**MATERIAL FOR THE TASK**:

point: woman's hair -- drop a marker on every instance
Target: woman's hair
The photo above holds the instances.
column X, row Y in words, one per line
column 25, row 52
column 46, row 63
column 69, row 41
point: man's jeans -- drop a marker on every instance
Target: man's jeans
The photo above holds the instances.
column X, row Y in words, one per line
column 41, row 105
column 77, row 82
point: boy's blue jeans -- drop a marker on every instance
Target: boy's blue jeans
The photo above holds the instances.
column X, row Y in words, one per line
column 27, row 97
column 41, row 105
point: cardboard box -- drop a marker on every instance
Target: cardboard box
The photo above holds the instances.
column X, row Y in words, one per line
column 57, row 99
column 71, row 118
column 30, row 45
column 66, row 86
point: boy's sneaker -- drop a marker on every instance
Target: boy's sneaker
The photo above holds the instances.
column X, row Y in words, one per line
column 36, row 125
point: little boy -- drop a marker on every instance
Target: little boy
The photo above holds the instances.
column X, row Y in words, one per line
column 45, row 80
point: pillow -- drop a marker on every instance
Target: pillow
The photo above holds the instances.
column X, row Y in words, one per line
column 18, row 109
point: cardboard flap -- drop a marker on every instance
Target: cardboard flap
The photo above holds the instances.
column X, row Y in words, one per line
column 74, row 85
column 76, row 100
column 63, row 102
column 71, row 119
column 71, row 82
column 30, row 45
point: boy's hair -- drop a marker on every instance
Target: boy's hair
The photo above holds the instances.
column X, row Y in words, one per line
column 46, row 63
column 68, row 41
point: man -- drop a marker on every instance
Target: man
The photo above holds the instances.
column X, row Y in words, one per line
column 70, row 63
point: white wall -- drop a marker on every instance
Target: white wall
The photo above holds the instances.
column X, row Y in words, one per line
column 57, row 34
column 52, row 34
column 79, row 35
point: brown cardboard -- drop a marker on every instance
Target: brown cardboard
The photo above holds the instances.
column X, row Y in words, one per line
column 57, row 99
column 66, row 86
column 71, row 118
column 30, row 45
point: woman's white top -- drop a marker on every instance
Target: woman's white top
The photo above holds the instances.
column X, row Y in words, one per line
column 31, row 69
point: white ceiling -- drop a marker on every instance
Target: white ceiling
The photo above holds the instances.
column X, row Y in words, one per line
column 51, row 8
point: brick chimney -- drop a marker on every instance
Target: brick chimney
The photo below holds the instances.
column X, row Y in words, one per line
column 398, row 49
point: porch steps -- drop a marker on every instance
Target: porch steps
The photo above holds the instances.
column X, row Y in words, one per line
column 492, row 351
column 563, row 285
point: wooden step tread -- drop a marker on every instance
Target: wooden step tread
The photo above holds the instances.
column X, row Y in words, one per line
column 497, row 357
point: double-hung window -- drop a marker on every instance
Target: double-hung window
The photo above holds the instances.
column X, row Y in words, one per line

**GOAL OF THE EXERCISE**:
Render the listing above as a Markdown table with the columns Row and Text. Number each line in order and leave out any blank lines.

**SOLUTION FOR THIS EXERCISE**:
| Row | Text |
|---|---|
| 1 | point: woman's hair -- drop a marker on every instance |
| 2 | Target: woman's hair |
| 3 | The photo above holds the instances. |
| 4 | column X, row Y in words, one per line |
| 5 | column 25, row 52 |
| 6 | column 46, row 63 |
| 7 | column 69, row 41 |
| 8 | point: man's jeans -- drop a marker on every instance |
| 9 | Target: man's jeans |
| 10 | The photo above holds the instances. |
| 11 | column X, row Y in words, one per line |
| 12 | column 41, row 105 |
| 13 | column 77, row 82 |
| 14 | point: boy's blue jeans -- drop a marker on every instance |
| 15 | Target: boy's blue jeans |
| 16 | The photo above holds the instances. |
| 17 | column X, row Y in words, one per line |
| 18 | column 27, row 97 |
| 19 | column 41, row 105 |
| 20 | point: cardboard box -- drop a marker on every instance |
| 21 | Target: cardboard box |
| 22 | The photo above holds the instances. |
| 23 | column X, row Y in words, one per line |
| 24 | column 57, row 99 |
| 25 | column 71, row 118 |
| 26 | column 30, row 45 |
| 27 | column 66, row 86 |
| 28 | point: boy's sneaker -- drop a marker on every instance |
| 29 | Target: boy's sneaker |
| 30 | The photo above holds the instances. |
| 31 | column X, row Y in words, one per line |
| 32 | column 36, row 125 |
| 33 | point: little boy -- drop a marker on every instance |
| 34 | Target: little boy |
| 35 | The photo above holds the instances. |
| 36 | column X, row Y in words, one per line |
| 37 | column 45, row 80 |
| 38 | point: pillow -- drop a marker on every instance |
| 39 | Target: pillow |
| 40 | The photo above holds the instances. |
| 41 | column X, row Y in words, one per line |
| 42 | column 18, row 109 |
| 43 | point: cardboard flap -- drop a marker on every instance |
| 44 | Target: cardboard flap |
| 45 | The photo above holds the instances. |
| 46 | column X, row Y in words, one per line |
| 47 | column 74, row 85 |
| 48 | column 76, row 100 |
| 49 | column 63, row 102 |
| 50 | column 71, row 119 |
| 51 | column 71, row 82 |
| 52 | column 30, row 45 |
| 53 | point: boy's hair -- drop a marker on every instance |
| 54 | Target: boy's hair |
| 55 | The photo above holds the instances. |
| 56 | column X, row Y in words, one per line |
| 57 | column 46, row 63 |
| 58 | column 68, row 41 |
| 59 | point: man -- drop a marker on every instance |
| 60 | Target: man |
| 61 | The photo above holds the instances. |
| 62 | column X, row Y in words, one per line |
| 63 | column 70, row 63 |
| 64 | point: white wall -- drop a marker on every instance |
| 65 | Target: white wall |
| 66 | The photo above holds the instances. |
| 67 | column X, row Y in words, one per line |
| 68 | column 57, row 34 |
| 69 | column 52, row 34 |
| 70 | column 79, row 35 |
| 71 | point: brown cardboard -- drop a marker on every instance |
| 72 | Target: brown cardboard |
| 73 | The photo above holds the instances. |
| 74 | column X, row Y in words, one per line |
| 75 | column 57, row 99 |
| 76 | column 66, row 86 |
| 77 | column 71, row 118 |
| 78 | column 30, row 45 |
| 79 | point: woman's white top -- drop a marker on every instance |
| 80 | Target: woman's white top |
| 81 | The photo above holds the instances. |
| 82 | column X, row Y in words, one per line |
| 83 | column 31, row 69 |
| 84 | point: white ceiling -- drop a marker on every instance |
| 85 | Target: white ceiling |
| 86 | The photo above holds the instances. |
| 87 | column X, row Y in words, one per line |
| 88 | column 51, row 8 |
| 89 | point: brick chimney -- drop a marker on every instance |
| 90 | Target: brick chimney |
| 91 | The photo below holds the instances. |
| 92 | column X, row Y in words, one per line |
| 93 | column 398, row 49 |
| 94 | point: porch steps -- drop a marker on every instance |
| 95 | Target: porch steps |
| 96 | The photo above holds the instances. |
| 97 | column X, row Y in words, one per line |
| 98 | column 492, row 351 |
| 99 | column 563, row 285 |
| 100 | point: wooden step tread -- drop a marker on every instance |
| 101 | Target: wooden step tread |
| 102 | The photo above holds the instances. |
| 103 | column X, row Y in words, one per line |
| 104 | column 497, row 357 |
| 105 | point: double-hung window -- drop a marker on every instance |
| 106 | Target: double-hung window |
| 107 | The photo above holds the instances. |
| 108 | column X, row Y in words, one per line |